YOUR OBJECTIVE: Repeat every line from the line containing "the yellow shoulder" to the end of the data, exactly. Leave the pictures out.
--- START RECORD SET ---
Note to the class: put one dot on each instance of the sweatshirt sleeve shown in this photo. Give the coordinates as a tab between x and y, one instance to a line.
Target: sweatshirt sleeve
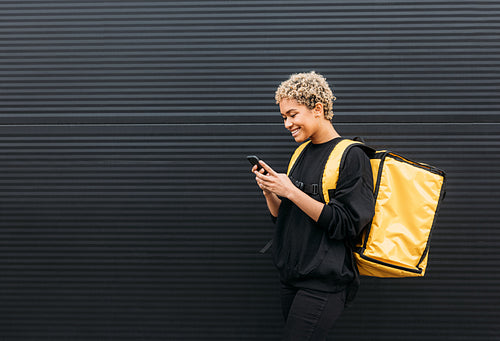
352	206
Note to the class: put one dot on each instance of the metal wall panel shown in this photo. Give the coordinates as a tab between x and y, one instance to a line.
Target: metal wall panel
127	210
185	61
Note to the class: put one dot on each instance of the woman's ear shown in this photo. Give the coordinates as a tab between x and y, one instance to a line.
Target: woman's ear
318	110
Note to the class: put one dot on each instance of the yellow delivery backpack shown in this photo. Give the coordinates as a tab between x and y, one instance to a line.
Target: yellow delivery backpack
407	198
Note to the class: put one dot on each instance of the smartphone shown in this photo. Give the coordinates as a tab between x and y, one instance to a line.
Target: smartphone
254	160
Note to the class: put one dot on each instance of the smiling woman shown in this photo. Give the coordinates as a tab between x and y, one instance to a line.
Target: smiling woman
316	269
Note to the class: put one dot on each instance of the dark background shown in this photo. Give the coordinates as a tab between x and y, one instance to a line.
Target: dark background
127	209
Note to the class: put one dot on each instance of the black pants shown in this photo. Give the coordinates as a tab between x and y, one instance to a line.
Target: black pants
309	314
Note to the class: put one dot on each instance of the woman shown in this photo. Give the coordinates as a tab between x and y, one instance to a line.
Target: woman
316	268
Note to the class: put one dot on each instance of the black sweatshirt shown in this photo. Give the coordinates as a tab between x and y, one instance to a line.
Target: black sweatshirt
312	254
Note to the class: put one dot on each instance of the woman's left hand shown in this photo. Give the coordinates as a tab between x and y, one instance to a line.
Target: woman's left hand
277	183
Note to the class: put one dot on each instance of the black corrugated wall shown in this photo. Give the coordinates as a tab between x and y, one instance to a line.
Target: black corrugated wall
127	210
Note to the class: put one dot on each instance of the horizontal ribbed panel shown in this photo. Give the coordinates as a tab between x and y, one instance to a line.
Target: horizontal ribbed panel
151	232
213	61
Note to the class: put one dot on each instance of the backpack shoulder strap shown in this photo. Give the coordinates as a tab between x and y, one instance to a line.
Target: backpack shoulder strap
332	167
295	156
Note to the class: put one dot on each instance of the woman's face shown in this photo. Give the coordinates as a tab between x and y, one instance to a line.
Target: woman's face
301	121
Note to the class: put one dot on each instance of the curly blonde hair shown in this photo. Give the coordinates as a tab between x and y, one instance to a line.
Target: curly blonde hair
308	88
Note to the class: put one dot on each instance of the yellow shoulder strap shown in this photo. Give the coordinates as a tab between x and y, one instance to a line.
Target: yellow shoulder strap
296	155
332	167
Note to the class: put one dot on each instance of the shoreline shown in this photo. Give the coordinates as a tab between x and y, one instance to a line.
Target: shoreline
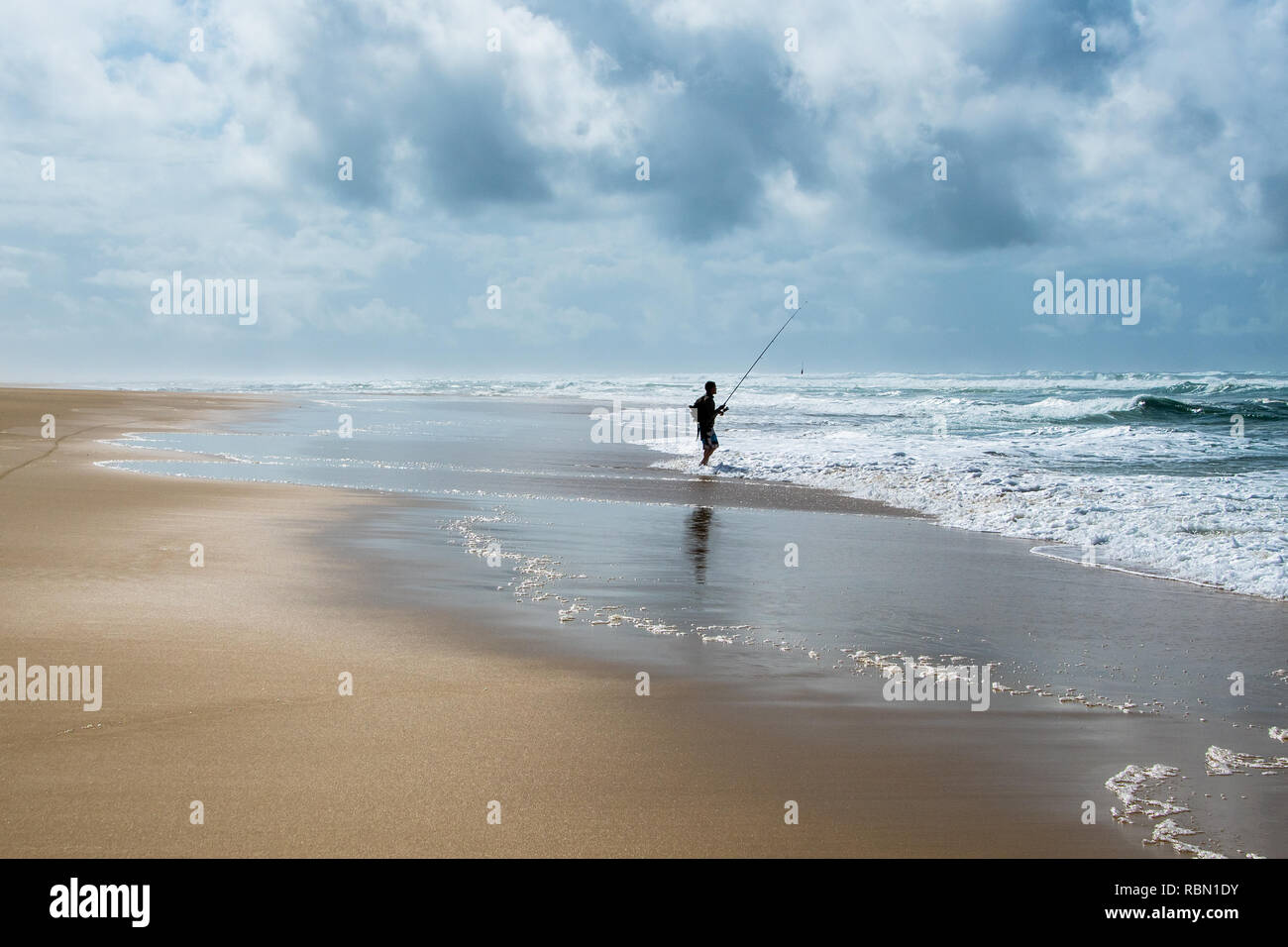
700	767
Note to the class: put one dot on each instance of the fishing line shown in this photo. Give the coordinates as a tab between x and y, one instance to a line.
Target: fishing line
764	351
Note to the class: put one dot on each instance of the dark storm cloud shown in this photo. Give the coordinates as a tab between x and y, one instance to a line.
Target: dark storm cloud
--- END RECORD SET ---
WRITTEN RESPONSE:
Note to the class: put one dot on each instance of the yellow shoulder strap shown in this photo. Give the coordinates as a tab between x and y, one instance to a line.
Target: yellow shoulder strap
296	155
332	167
Note to the class: put one dot on each instance of the shoreline shown in this photo. Give the coordinates as a tab between x and y, one instance to a line.
Target: shoreline
700	767
Note to the class: put one dot on each instance of the fishing line shown in this photo. Give the coordinates as a tab between x and y, one instance to a line.
Target: fishing line
764	351
Note to the class: put one dot on each instance of the dark storm cloud shown in this photo. Give the coordinates as a tab between x and y, one instance to a line.
Target: dark storm cloud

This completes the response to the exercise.